> [TASK OBJECTIVE]
Restate the entries word for word, omitting nothing.

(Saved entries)
##############################

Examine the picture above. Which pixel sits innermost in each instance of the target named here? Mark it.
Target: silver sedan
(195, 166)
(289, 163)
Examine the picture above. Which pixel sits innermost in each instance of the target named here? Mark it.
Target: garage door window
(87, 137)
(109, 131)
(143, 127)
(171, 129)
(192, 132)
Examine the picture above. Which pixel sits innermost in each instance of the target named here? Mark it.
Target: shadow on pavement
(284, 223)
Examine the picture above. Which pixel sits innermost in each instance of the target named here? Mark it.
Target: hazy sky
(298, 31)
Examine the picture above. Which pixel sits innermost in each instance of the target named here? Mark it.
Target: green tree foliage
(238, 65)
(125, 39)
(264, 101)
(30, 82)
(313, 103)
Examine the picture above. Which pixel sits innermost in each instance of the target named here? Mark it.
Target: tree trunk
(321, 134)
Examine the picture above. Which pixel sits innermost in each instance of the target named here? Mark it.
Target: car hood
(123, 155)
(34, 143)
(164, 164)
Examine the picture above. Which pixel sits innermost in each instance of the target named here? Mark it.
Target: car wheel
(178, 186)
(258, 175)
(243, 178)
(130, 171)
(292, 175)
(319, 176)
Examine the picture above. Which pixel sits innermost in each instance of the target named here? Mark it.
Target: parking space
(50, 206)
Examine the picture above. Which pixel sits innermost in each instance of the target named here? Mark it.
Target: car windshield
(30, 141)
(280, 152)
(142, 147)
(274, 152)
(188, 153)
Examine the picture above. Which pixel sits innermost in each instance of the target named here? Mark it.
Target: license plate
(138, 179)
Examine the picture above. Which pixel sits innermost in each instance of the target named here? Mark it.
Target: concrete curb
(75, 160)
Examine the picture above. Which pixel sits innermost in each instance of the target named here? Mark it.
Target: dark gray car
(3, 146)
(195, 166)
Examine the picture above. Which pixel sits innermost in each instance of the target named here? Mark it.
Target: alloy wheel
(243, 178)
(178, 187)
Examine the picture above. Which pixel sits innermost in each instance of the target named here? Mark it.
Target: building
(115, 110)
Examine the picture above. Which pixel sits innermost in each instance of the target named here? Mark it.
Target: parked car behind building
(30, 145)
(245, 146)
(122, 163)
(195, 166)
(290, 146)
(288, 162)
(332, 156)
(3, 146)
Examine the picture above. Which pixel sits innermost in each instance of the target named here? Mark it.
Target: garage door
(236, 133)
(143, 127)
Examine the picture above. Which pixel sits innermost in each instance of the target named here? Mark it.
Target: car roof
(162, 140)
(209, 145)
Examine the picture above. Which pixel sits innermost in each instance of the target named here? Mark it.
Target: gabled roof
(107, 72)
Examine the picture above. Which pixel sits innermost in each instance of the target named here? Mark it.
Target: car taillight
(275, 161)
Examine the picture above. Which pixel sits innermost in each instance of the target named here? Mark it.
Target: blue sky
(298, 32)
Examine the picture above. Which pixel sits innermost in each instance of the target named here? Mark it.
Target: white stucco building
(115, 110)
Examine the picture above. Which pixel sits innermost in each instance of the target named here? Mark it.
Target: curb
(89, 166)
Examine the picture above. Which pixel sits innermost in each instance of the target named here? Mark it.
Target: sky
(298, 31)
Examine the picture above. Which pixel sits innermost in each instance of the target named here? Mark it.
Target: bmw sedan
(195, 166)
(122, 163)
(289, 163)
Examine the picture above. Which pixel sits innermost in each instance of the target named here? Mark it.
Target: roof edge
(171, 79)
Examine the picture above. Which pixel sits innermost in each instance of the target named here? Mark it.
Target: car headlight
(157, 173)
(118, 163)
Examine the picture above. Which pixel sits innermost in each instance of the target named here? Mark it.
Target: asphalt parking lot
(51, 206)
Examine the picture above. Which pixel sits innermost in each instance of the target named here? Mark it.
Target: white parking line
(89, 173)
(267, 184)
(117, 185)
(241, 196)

##############################

> [RESPONSE FOR THIS EXERCISE]
Examine the picture above. Which pixel sits innermost in each instance of the target named here? Mark it.
Target: silver sedan
(195, 166)
(289, 163)
Examine the picture above. Which pixel sits innermost in each instance of the target named here? Mark it.
Target: garage door window
(87, 137)
(109, 131)
(143, 127)
(171, 129)
(192, 132)
Examine the picture above. Which pixel sits innermost in each instance of the target named here? Mark it.
Target: shadow on pavement
(284, 223)
Examine the picture above. Which pixel sits innermost in each instance of the target named here? Mark it.
Target: hazy sky
(298, 31)
Examine the picture above. Which pixel sits innermost in each instance of the target named here? Mark it.
Target: green tree foliage
(238, 65)
(125, 39)
(264, 101)
(30, 82)
(313, 103)
Examine the picture above. Which pixel sits innermost in each instance of the target named here? Mark it.
Target: tree trunk
(321, 134)
Examine the picture above. Which pixel sits innermost in each instance of the target named here? Mark it.
Target: car hood
(123, 155)
(34, 143)
(164, 164)
Examine the picture above. Which pixel sits innermost in each instance of the target named here? Mark it.
Target: car wheel
(178, 186)
(258, 175)
(243, 178)
(130, 171)
(292, 175)
(319, 176)
Examine the picture above. Which pixel sits innermost in each instance of the target named here? Mark it.
Target: parking space
(50, 206)
Examine the picture above. Which pixel sits innermost in each instance of the target named here? Mark it.
Target: car windshield
(30, 141)
(280, 152)
(142, 147)
(274, 152)
(188, 153)
Examine the picture above. Which pixel sits innermost in each instance of the target named here? Mark it.
Target: license plate
(138, 179)
Examine the picture above. Which pixel sits innermost in each instance of the target named here? Mark it.
Target: concrete curb
(75, 160)
Examine the picture above. Which pixel sits innermost in each instance of the target named here? Mark it.
Target: dark gray car
(3, 146)
(195, 166)
Examine the picture above. Which pixel sits innermost in each instance of the target named here? Mark it.
Target: alloy wheel
(243, 178)
(178, 187)
Examine the picture above. Which pixel sits innermost in each instance of the target named here? Mark it.
Target: building
(115, 110)
Examine the picture above. Which pixel sits innermost in each instance of the target named here? Mark it.
Target: parked car behind building
(30, 145)
(245, 146)
(122, 163)
(195, 166)
(290, 146)
(288, 162)
(332, 156)
(3, 146)
Examine the picture above. Which pixel sits innermost in each instance of the target named here? Mark it.
Target: garage door
(236, 133)
(143, 127)
Examine the picture above. Which pixel sits innermost in each instance of the target named here? Mark it.
Target: car roof
(162, 140)
(209, 145)
Examine the picture above. Which pixel sits innermost in each instance of the target named here? Mark it.
Target: gabled roof
(107, 72)
Examine the picture above. Which pixel sits innermost in each instance of the target named here? Mark it.
Target: car taillight
(275, 161)
Examine the picture above. Which pixel sits innermost in each instance of the target named here? Mark it.
Target: blue sky
(298, 32)
Examine the picture above. Which pixel sits innermost in each instance of the target named here? Mark it.
Target: white stucco building
(115, 110)
Examine the picture above. Which pixel sits innermost in each instance of the target named here? Mark it.
Target: curb
(89, 166)
Examine the picture above. Which pixel sits innermost in each instance of the target named here? Mark it.
Target: sky
(298, 31)
Examine the picture above. Which pixel sits innermost in each instance of the target named here? Mark it.
Target: bmw sedan
(195, 166)
(122, 163)
(289, 163)
Examine the picture above. Which pixel sits innermost in each instance of the target named here? Mark it.
Target: roof edge
(171, 79)
Examine the picture above. Which pixel sits innermost in each instance of the target named here? Mark it.
Target: car headlight
(157, 173)
(118, 163)
Examine the picture above. Which pixel sits innermost in each instance of the target named here? Mark it.
Target: asphalt parking lot
(51, 206)
Examine the picture above. Which pixel sits innermost in each instance of the target named here? Mark it.
Target: white parking line
(89, 173)
(267, 184)
(117, 185)
(241, 196)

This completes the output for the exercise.